• [YOUR TASKS]:
A. According to the article on using student survey data to promote responsible drinking, what should practitioners refrain from calling alternative programming in marketing materials?
B. Continue the article on using student survey data to promote responsible drinking from its final sentence.

• [EXTRACT]:
===
While some administrators are ready to dive into their treasure trove of student survey data, others fear drowning in a sea of stats. Rest assured, using your institution’s survey data is not just for the ambitious practitioner, and you do not need to be an expert in data analysis to discover powerful insights. You need to think about your goals and narrow down your focus. For the moment, let’s assume we are creating a student survey or looking at student survey data and trying to determine a couple of ways to support and encourage responsible student drinking. After all, it is Alcohol Responsibility Month!
1. Healthy entertainment and social gatherings
Providing students with activities that are an alternative to drinking is a widely-adopted prevention strategy. Alcohol-free entertainment and social environments can steer students who drink away from high-risk alcohol use and provide a fun, safe environment for students who do not drink.
As many practitioners have learned from trial and error, it is better to refrain from calling this type of programming “alcohol-free” in marketing materials. To help come up with some creative names, recruit students to help design marketing messages that appeal to what students find fun. Determining exactly which students to target, and what type of events they’re interested in, can pose a challenge, which is why we recommend surveying students about their interest in participating in and planning these types of events – even collecting names and contact information so you can follow-up with students. Those students who voluntarily sign up to help plan and organize alcohol-free social events will want to hear from you!
Survey data can also help you avoid simply guessing what type of activities students are interested in. Include a survey question that asks students what types of events they are interested in attending and then follow-up with these students who have expressed interest in being contacted about alcohol-free events. Alcohol-free social activities support healthy student behaviors and contribute to a healthier norm on campus, which make them a great example of an environmental prevention approach. Check out our publication on Using Alcohol Free Options to Promote a Healthy Campus Environment.
2. Social norms
Speaking of healthy norms, another powerful piece of information you can glean from survey data is in the realm of social norms.
===
• [DATASET EXCERPTS]:
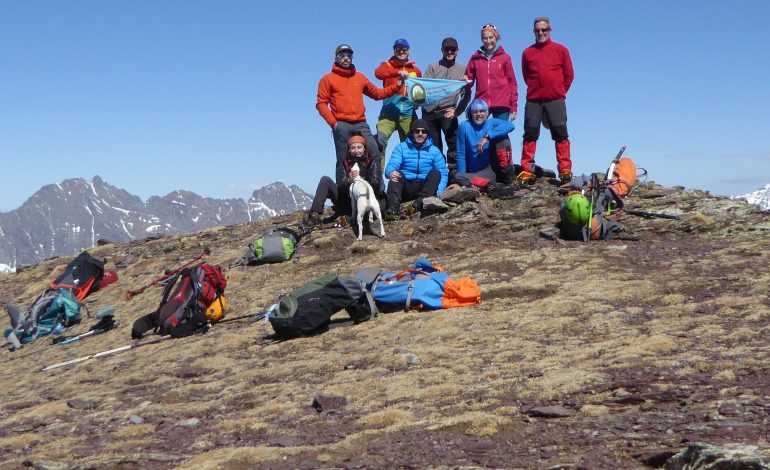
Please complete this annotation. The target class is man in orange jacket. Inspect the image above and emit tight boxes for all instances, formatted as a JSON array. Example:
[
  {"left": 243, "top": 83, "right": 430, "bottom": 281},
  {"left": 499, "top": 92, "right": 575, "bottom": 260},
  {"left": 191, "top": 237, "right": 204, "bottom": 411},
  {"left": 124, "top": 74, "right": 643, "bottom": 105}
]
[
  {"left": 374, "top": 39, "right": 422, "bottom": 155},
  {"left": 315, "top": 44, "right": 404, "bottom": 183}
]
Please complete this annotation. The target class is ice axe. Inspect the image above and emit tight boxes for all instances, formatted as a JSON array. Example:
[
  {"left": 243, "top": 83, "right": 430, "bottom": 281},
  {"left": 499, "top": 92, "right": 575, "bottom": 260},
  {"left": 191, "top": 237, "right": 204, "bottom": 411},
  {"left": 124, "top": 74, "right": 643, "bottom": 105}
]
[{"left": 126, "top": 246, "right": 211, "bottom": 300}]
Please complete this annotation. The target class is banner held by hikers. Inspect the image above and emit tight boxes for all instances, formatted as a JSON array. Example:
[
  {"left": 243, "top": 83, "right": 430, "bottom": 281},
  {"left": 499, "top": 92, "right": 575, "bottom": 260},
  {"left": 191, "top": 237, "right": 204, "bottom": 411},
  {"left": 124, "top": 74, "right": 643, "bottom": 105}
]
[{"left": 405, "top": 77, "right": 467, "bottom": 106}]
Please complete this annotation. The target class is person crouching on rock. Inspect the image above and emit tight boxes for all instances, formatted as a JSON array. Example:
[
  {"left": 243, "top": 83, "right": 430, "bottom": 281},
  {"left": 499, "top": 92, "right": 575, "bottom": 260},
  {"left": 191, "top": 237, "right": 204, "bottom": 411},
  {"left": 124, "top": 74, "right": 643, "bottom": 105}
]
[
  {"left": 454, "top": 99, "right": 515, "bottom": 190},
  {"left": 385, "top": 119, "right": 449, "bottom": 220},
  {"left": 302, "top": 131, "right": 382, "bottom": 228}
]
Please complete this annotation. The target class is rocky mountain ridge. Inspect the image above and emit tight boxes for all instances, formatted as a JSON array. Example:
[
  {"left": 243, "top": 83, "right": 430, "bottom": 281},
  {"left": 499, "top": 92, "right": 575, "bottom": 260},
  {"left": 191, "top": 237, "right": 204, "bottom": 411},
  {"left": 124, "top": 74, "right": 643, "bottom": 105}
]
[
  {"left": 0, "top": 176, "right": 311, "bottom": 270},
  {"left": 0, "top": 181, "right": 770, "bottom": 470}
]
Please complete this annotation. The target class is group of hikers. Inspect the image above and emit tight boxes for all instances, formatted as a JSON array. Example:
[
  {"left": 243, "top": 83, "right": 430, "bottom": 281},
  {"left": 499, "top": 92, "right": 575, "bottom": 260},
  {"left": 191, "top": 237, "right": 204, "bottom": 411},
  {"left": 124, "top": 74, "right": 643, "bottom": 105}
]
[
  {"left": 4, "top": 17, "right": 637, "bottom": 370},
  {"left": 304, "top": 16, "right": 574, "bottom": 227}
]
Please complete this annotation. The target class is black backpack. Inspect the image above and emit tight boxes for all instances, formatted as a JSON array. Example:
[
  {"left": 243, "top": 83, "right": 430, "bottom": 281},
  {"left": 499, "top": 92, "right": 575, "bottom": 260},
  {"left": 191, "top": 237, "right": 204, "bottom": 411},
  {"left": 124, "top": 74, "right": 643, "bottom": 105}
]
[
  {"left": 50, "top": 251, "right": 104, "bottom": 302},
  {"left": 268, "top": 273, "right": 377, "bottom": 339}
]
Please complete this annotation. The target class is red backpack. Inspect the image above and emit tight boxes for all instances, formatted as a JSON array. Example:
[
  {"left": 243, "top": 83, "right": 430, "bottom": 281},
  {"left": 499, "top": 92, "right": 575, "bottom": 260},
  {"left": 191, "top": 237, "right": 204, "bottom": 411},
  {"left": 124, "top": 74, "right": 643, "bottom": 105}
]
[{"left": 131, "top": 263, "right": 227, "bottom": 338}]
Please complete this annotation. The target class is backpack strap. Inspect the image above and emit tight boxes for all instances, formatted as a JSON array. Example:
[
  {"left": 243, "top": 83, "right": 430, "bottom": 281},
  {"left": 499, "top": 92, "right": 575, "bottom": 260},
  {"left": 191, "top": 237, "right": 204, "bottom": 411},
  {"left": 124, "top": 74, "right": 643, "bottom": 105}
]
[{"left": 404, "top": 281, "right": 414, "bottom": 312}]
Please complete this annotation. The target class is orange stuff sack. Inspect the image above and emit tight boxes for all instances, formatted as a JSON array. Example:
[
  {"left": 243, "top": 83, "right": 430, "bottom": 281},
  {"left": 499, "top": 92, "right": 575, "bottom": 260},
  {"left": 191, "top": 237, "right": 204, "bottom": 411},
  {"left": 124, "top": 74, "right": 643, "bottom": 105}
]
[
  {"left": 610, "top": 158, "right": 636, "bottom": 198},
  {"left": 441, "top": 277, "right": 481, "bottom": 308}
]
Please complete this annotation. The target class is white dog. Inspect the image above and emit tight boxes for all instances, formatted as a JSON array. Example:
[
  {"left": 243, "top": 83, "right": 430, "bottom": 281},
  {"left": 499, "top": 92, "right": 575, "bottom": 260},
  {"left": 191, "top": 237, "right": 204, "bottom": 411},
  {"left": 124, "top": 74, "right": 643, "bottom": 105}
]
[{"left": 350, "top": 163, "right": 385, "bottom": 240}]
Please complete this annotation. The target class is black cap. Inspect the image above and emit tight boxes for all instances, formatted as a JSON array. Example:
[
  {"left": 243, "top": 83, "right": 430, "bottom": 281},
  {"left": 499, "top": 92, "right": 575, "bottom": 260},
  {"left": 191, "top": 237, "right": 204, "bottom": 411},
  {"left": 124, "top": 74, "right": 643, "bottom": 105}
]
[
  {"left": 409, "top": 119, "right": 430, "bottom": 134},
  {"left": 441, "top": 38, "right": 460, "bottom": 49},
  {"left": 334, "top": 44, "right": 353, "bottom": 55}
]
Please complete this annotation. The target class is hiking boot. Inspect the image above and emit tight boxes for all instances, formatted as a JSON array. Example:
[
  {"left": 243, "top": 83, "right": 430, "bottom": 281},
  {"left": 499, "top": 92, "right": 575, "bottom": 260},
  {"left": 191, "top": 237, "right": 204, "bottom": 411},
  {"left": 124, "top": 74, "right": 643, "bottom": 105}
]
[
  {"left": 422, "top": 196, "right": 449, "bottom": 215},
  {"left": 516, "top": 170, "right": 537, "bottom": 185},
  {"left": 300, "top": 212, "right": 323, "bottom": 229},
  {"left": 385, "top": 209, "right": 401, "bottom": 222}
]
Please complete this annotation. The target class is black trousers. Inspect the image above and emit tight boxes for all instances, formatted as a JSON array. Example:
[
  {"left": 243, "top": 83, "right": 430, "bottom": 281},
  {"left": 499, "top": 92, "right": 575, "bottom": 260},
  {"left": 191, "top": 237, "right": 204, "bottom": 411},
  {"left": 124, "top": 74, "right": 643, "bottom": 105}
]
[
  {"left": 387, "top": 170, "right": 441, "bottom": 211},
  {"left": 422, "top": 110, "right": 458, "bottom": 155},
  {"left": 310, "top": 176, "right": 353, "bottom": 215},
  {"left": 524, "top": 100, "right": 569, "bottom": 142}
]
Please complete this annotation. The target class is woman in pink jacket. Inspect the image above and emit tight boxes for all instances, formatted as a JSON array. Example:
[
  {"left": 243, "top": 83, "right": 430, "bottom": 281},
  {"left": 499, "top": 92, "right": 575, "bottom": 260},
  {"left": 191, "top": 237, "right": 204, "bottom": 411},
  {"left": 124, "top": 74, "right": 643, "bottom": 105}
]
[{"left": 465, "top": 24, "right": 519, "bottom": 121}]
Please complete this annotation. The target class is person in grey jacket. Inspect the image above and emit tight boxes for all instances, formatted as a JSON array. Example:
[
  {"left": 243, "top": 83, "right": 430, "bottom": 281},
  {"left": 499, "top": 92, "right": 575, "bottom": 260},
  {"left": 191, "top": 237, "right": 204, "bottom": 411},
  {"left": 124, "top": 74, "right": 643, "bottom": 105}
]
[{"left": 422, "top": 37, "right": 471, "bottom": 180}]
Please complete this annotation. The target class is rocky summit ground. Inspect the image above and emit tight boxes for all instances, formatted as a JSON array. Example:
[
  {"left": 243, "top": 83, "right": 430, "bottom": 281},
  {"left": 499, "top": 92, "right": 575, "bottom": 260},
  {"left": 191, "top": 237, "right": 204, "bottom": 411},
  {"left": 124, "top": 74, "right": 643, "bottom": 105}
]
[{"left": 0, "top": 177, "right": 770, "bottom": 469}]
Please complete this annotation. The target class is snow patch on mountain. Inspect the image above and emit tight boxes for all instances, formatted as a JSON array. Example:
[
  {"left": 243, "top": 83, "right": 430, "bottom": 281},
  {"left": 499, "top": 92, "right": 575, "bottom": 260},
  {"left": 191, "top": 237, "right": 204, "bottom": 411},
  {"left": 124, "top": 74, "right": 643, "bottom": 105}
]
[{"left": 733, "top": 184, "right": 770, "bottom": 211}]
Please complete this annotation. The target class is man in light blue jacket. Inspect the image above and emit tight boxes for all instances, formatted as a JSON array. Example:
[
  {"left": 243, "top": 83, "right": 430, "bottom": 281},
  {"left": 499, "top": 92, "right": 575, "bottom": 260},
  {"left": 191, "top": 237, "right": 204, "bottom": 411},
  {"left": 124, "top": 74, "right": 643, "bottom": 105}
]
[
  {"left": 385, "top": 119, "right": 449, "bottom": 220},
  {"left": 454, "top": 99, "right": 514, "bottom": 190}
]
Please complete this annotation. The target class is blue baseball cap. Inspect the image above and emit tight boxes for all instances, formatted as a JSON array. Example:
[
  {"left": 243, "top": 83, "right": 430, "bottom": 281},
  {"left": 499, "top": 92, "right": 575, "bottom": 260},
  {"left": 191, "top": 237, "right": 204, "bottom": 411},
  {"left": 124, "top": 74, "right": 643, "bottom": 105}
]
[
  {"left": 393, "top": 39, "right": 409, "bottom": 49},
  {"left": 470, "top": 98, "right": 489, "bottom": 111}
]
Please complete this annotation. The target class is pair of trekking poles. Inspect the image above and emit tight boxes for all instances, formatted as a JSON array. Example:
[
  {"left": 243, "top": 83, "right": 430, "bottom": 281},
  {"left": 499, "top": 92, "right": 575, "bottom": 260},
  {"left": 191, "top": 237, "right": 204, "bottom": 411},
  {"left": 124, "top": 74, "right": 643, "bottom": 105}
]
[{"left": 40, "top": 310, "right": 268, "bottom": 372}]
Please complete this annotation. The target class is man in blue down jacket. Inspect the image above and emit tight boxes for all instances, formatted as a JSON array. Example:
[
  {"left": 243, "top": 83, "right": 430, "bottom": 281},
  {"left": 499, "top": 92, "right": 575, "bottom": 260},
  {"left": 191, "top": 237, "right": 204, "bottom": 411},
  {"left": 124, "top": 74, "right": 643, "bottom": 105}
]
[{"left": 385, "top": 119, "right": 449, "bottom": 220}]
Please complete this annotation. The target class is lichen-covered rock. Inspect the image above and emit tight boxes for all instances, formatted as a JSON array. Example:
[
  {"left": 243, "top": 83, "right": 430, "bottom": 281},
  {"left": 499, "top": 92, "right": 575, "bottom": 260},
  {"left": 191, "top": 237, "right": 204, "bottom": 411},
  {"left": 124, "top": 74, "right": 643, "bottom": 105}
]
[{"left": 664, "top": 442, "right": 770, "bottom": 470}]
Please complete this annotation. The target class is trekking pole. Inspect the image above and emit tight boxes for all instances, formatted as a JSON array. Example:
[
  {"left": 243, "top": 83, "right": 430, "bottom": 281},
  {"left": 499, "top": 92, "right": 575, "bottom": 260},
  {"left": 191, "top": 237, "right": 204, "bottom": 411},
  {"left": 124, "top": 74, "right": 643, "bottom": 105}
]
[
  {"left": 217, "top": 309, "right": 270, "bottom": 323},
  {"left": 625, "top": 209, "right": 679, "bottom": 220},
  {"left": 54, "top": 308, "right": 120, "bottom": 344},
  {"left": 40, "top": 335, "right": 171, "bottom": 372},
  {"left": 604, "top": 145, "right": 626, "bottom": 182},
  {"left": 126, "top": 246, "right": 211, "bottom": 300}
]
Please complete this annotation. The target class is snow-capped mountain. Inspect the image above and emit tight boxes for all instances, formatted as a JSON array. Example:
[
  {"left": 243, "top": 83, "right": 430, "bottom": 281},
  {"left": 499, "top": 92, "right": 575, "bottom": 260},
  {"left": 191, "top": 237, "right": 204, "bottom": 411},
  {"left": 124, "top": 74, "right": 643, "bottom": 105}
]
[
  {"left": 735, "top": 184, "right": 770, "bottom": 211},
  {"left": 0, "top": 176, "right": 311, "bottom": 272}
]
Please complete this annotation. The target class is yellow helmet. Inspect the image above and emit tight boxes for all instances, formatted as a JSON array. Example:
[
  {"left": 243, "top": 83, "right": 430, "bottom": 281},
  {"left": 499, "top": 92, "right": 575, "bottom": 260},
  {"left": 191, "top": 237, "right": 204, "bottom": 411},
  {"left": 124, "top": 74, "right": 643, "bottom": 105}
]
[{"left": 206, "top": 294, "right": 227, "bottom": 323}]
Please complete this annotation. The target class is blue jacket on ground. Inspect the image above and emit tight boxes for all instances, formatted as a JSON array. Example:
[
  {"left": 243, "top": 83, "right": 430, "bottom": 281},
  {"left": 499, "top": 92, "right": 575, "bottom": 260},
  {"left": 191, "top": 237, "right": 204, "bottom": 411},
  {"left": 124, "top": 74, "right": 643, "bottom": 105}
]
[
  {"left": 457, "top": 117, "right": 516, "bottom": 173},
  {"left": 385, "top": 136, "right": 449, "bottom": 194}
]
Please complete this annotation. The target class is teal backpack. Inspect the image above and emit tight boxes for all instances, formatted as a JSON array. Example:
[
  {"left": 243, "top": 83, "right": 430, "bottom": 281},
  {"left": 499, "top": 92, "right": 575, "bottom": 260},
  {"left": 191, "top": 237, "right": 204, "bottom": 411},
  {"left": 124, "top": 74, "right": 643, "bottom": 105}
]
[{"left": 3, "top": 287, "right": 81, "bottom": 349}]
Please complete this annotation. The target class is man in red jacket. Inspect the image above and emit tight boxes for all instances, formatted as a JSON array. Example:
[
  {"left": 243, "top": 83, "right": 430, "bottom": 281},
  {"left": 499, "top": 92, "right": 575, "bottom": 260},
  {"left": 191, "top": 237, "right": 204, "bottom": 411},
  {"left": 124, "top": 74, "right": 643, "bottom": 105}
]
[
  {"left": 315, "top": 44, "right": 404, "bottom": 183},
  {"left": 517, "top": 16, "right": 575, "bottom": 183}
]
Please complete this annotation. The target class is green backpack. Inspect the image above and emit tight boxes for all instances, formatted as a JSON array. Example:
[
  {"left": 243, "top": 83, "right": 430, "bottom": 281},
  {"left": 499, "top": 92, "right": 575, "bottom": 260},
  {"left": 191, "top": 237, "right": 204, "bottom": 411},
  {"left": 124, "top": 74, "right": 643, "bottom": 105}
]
[{"left": 245, "top": 227, "right": 300, "bottom": 266}]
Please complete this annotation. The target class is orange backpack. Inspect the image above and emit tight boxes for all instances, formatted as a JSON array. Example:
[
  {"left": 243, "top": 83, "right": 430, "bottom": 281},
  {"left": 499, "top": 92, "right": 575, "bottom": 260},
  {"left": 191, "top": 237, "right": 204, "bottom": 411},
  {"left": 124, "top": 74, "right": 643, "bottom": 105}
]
[{"left": 609, "top": 158, "right": 636, "bottom": 198}]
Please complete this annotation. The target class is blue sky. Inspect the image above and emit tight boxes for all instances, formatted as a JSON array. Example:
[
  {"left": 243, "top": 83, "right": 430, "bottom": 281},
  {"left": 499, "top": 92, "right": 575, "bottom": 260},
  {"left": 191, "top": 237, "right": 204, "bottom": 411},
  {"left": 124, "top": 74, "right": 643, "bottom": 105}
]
[{"left": 0, "top": 0, "right": 770, "bottom": 211}]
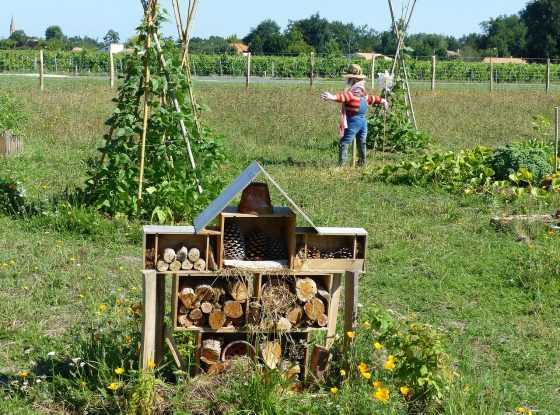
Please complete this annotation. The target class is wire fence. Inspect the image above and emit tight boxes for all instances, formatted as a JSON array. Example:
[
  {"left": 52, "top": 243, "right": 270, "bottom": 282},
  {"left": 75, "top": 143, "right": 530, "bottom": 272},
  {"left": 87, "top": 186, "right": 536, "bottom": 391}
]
[{"left": 0, "top": 50, "right": 560, "bottom": 90}]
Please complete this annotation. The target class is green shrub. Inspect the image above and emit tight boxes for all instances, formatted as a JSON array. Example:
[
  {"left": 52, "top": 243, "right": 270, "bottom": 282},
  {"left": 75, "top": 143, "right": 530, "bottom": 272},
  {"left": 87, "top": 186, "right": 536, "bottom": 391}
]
[
  {"left": 488, "top": 141, "right": 553, "bottom": 183},
  {"left": 368, "top": 83, "right": 431, "bottom": 152}
]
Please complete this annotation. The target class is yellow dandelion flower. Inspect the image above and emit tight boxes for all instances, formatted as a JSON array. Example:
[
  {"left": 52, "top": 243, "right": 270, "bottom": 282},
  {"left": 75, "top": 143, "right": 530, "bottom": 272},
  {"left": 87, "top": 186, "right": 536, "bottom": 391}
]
[
  {"left": 399, "top": 386, "right": 410, "bottom": 397},
  {"left": 107, "top": 382, "right": 121, "bottom": 392},
  {"left": 373, "top": 388, "right": 390, "bottom": 403},
  {"left": 383, "top": 355, "right": 396, "bottom": 371},
  {"left": 358, "top": 362, "right": 369, "bottom": 373}
]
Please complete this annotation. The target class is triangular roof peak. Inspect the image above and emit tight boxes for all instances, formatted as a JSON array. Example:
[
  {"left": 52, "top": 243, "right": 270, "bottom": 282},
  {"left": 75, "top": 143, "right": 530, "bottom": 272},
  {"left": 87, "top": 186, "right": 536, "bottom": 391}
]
[{"left": 194, "top": 161, "right": 320, "bottom": 233}]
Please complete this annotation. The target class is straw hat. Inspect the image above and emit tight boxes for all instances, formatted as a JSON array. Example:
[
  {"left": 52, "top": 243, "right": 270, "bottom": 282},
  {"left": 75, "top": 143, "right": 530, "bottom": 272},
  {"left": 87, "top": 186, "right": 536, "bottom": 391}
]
[{"left": 342, "top": 63, "right": 367, "bottom": 79}]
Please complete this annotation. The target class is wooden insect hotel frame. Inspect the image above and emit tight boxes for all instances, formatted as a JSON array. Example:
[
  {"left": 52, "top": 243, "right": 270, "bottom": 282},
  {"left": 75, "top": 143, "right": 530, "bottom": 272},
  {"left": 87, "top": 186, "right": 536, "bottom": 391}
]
[{"left": 142, "top": 162, "right": 368, "bottom": 380}]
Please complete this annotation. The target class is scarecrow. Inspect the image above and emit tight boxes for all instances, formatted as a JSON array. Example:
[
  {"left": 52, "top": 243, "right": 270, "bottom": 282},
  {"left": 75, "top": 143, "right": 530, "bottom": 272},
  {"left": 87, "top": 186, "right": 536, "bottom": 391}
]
[{"left": 321, "top": 64, "right": 389, "bottom": 166}]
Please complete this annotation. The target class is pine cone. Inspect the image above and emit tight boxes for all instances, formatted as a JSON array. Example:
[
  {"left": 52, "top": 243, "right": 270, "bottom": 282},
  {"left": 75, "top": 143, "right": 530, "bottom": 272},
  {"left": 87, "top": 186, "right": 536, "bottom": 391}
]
[
  {"left": 245, "top": 231, "right": 268, "bottom": 261},
  {"left": 224, "top": 221, "right": 245, "bottom": 260},
  {"left": 266, "top": 238, "right": 288, "bottom": 259}
]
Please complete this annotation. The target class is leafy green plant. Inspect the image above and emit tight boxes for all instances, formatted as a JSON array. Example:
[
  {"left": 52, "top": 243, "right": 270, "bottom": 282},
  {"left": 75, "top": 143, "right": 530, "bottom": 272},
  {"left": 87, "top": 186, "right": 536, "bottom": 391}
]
[
  {"left": 0, "top": 95, "right": 27, "bottom": 135},
  {"left": 84, "top": 10, "right": 225, "bottom": 223},
  {"left": 330, "top": 304, "right": 458, "bottom": 414},
  {"left": 368, "top": 81, "right": 431, "bottom": 152},
  {"left": 488, "top": 140, "right": 554, "bottom": 183}
]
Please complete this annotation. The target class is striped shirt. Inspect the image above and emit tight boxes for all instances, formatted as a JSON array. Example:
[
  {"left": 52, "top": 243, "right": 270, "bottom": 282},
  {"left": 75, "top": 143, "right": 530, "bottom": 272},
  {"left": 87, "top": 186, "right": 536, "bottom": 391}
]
[{"left": 336, "top": 91, "right": 382, "bottom": 117}]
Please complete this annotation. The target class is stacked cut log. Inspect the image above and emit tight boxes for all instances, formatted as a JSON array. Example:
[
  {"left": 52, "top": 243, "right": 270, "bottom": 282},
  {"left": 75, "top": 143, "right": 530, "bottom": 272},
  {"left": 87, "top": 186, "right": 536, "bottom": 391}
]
[
  {"left": 156, "top": 246, "right": 207, "bottom": 272},
  {"left": 260, "top": 278, "right": 331, "bottom": 333},
  {"left": 177, "top": 280, "right": 249, "bottom": 330}
]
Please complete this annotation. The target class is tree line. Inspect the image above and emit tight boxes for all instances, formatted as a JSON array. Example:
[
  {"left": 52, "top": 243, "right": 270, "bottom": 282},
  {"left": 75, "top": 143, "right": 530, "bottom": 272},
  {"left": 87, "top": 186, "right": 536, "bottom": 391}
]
[
  {"left": 0, "top": 25, "right": 120, "bottom": 50},
  {"left": 0, "top": 0, "right": 560, "bottom": 58}
]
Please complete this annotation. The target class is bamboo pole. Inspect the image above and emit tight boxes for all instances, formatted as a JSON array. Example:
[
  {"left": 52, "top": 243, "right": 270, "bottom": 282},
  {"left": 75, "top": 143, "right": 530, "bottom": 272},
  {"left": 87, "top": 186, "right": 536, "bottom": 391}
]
[
  {"left": 371, "top": 52, "right": 376, "bottom": 90},
  {"left": 490, "top": 58, "right": 494, "bottom": 92},
  {"left": 109, "top": 49, "right": 115, "bottom": 89},
  {"left": 546, "top": 58, "right": 550, "bottom": 94},
  {"left": 432, "top": 55, "right": 437, "bottom": 91},
  {"left": 309, "top": 52, "right": 315, "bottom": 88},
  {"left": 39, "top": 49, "right": 45, "bottom": 91},
  {"left": 554, "top": 107, "right": 560, "bottom": 172},
  {"left": 138, "top": 1, "right": 155, "bottom": 204},
  {"left": 245, "top": 52, "right": 251, "bottom": 88}
]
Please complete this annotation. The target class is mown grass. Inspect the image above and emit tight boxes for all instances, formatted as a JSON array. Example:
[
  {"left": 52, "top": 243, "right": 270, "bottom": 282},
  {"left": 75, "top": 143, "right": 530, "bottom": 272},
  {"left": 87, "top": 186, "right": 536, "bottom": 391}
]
[{"left": 0, "top": 79, "right": 560, "bottom": 414}]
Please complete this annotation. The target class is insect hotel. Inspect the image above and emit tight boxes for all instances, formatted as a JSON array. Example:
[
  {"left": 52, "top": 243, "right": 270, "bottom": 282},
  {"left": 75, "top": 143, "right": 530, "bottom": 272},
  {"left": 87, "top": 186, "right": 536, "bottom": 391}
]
[{"left": 142, "top": 162, "right": 367, "bottom": 380}]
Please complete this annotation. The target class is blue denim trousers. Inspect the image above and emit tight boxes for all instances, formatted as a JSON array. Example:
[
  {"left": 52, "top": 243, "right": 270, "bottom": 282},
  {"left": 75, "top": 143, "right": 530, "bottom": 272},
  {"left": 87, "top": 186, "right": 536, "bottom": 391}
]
[{"left": 338, "top": 115, "right": 367, "bottom": 166}]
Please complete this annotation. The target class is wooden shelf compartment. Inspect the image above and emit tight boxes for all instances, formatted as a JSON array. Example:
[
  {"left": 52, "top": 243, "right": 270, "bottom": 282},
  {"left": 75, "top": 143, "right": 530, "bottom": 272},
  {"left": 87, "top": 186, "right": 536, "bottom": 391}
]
[
  {"left": 171, "top": 273, "right": 253, "bottom": 332},
  {"left": 144, "top": 230, "right": 221, "bottom": 274},
  {"left": 293, "top": 228, "right": 368, "bottom": 272},
  {"left": 195, "top": 332, "right": 310, "bottom": 381},
  {"left": 219, "top": 207, "right": 296, "bottom": 271}
]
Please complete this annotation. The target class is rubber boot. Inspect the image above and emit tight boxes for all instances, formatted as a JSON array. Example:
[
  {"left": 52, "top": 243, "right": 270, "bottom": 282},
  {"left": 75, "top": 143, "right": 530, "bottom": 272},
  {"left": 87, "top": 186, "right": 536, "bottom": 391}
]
[
  {"left": 358, "top": 143, "right": 367, "bottom": 166},
  {"left": 338, "top": 143, "right": 348, "bottom": 167}
]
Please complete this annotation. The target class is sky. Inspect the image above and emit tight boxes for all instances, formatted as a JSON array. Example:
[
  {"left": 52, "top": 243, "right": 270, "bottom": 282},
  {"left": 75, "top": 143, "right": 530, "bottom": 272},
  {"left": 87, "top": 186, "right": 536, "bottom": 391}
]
[{"left": 0, "top": 0, "right": 527, "bottom": 40}]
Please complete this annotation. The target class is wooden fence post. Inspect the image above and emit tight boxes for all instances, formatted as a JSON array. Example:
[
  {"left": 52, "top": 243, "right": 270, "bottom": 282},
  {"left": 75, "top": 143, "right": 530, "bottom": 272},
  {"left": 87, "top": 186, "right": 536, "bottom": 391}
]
[
  {"left": 141, "top": 270, "right": 165, "bottom": 369},
  {"left": 245, "top": 52, "right": 251, "bottom": 88},
  {"left": 344, "top": 271, "right": 360, "bottom": 347},
  {"left": 546, "top": 58, "right": 550, "bottom": 94},
  {"left": 39, "top": 49, "right": 45, "bottom": 91},
  {"left": 309, "top": 52, "right": 315, "bottom": 88},
  {"left": 432, "top": 55, "right": 437, "bottom": 91},
  {"left": 371, "top": 52, "right": 376, "bottom": 90},
  {"left": 109, "top": 50, "right": 115, "bottom": 89},
  {"left": 554, "top": 107, "right": 560, "bottom": 172}
]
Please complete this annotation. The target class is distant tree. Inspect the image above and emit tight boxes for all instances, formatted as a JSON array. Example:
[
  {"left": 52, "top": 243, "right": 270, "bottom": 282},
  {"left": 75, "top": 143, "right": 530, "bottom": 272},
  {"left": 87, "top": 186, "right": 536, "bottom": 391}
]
===
• [RESULTS FOR EACH TASK]:
A. "Alcohol-free."

B.
College students’ choices to drink or not, and how much to drink, are often strongly influenced by the degree to which they think their peers drink, which they almost always overestimate. If we can correct students’ misperceptions, then we can motivate students to reduce their drinking. There are a lot of ways to go about sharing accurate norms. It can be done in small groups of students, such a sorority or an athletic team, or it can be done on a larger scale through a website posting or marketing campaign. The most efficient way to reach students is through a campus-wide social norms marketing campaign. You should include survey questions to understand how much students are drinking and how much they perceive others to be drinking. The data below depicts actual survey results taken from AlcoholEdu. You will notice large discrepancies between what students report about their own drinking and students’ perception of how much their peers are drinking over a 30 day period.
If the majority of your students report drinking in a manner that is considered responsible and healthy, you are in a good position to create a social norms marketing campaign. If, however, your student drinking norms are not very healthy, do not scrap the idea of a social norms marketing campaign all together. Surveying students about how much they drink is only part of the picture. Other harm-reduction behaviors, like alternating between water and alcoholic drinks, can also be good fodder for a social norms campaign if you have a majority of students engaging in them. Given that April is Alcohol Responsibility Month – this is a good time to highlight your students’ responsible behaviors!
If you comb through your data and cannot find any responsible, healthy norms to share, then your campus is not prime for a social norms campaign. However, a good old-fashioned social marketing campaign can still be a good option. Social marketing messages may not only promote healthy alcohol-related behaviors, but also build support for or awareness of an alcohol policy or prevention initiative. For example, at Ohio University, a social marketing campaign called “Stop at the Buzz” not only educates students about the risks of high-risk drinking but also builds awareness of the university’s Medical Emergency Assistance program.
As campuses are surveying student now more than ever, it is understandable that administrators may feel like the campus is drowning in a sea of data, but we hope these two ideas can kick-start your data-driven prevention efforts this month.